>> begin RECORDED INFORMATION

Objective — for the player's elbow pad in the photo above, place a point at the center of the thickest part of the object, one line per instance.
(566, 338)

>> end RECORDED INFORMATION
>> begin RECORDED INFORMATION

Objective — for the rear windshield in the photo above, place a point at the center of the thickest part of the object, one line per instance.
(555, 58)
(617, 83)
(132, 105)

>> end RECORDED INFORMATION
>> begin RECORDED INFORMATION

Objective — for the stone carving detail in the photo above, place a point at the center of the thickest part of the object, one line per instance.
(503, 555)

>> end RECORDED INFORMATION

* [TASK TO CARRY OUT]
Locate every row in the items above that contains the word "line", and copy each of those rows out in full. Case counts, so a match must have the same capitalization.

* [SOLVED EXERCISE]
Objective — for the player's elbow pad in the photo above, place a point at the center of the thickest part of the object, one line per instance.
Objective — for the rear windshield in the photo above, place a point at the center of the thickest part of the object, one line per instance.
Objective — for the stone carving detail in the photo above, place a point at the center of the thickest part of the object, one line per instance.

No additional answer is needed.